**Directions**
From the line below that contains "mmk i see the picture, now point out the person" to the line that contains "mmk i see the picture, now point out the man", repeat every line exactly, both ends included, and nothing else.

Dataset entries
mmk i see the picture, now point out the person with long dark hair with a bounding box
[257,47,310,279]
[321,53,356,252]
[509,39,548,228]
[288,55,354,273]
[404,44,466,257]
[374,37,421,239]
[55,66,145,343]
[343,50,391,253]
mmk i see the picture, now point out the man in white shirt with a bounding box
==
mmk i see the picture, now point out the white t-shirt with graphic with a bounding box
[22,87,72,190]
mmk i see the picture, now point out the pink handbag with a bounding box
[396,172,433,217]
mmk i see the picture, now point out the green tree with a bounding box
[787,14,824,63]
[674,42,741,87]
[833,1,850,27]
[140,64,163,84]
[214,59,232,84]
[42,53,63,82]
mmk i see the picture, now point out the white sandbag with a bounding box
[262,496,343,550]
---
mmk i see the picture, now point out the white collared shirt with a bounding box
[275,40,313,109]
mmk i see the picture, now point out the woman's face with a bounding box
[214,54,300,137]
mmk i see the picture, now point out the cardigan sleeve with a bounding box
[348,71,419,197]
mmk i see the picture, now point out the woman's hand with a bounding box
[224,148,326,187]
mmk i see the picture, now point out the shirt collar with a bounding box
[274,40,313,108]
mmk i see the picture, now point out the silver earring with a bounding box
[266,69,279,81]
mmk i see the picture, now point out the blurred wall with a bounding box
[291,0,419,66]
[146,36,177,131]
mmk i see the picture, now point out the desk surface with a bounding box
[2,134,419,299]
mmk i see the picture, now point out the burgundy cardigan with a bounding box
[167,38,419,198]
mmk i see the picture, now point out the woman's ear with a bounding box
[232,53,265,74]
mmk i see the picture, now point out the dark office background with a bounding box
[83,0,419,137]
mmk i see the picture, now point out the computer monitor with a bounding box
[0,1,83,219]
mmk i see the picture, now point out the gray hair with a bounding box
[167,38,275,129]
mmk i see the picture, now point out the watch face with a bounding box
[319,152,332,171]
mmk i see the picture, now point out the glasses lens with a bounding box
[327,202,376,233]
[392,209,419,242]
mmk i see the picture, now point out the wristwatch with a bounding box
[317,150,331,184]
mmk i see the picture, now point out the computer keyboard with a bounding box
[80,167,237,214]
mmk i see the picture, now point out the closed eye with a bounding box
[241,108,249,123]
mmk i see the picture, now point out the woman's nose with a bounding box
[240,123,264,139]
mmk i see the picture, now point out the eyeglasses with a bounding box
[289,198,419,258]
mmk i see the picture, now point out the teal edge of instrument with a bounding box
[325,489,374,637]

**Solution to this exercise**
mmk i see the picture, now point out the person with long dark hair with a bounding box
[257,47,310,279]
[321,53,356,252]
[509,39,548,228]
[288,55,354,273]
[404,44,466,257]
[374,37,421,239]
[55,66,145,343]
[343,50,391,253]
mmk i see the picture, now point out the man in white shirt with a bounding box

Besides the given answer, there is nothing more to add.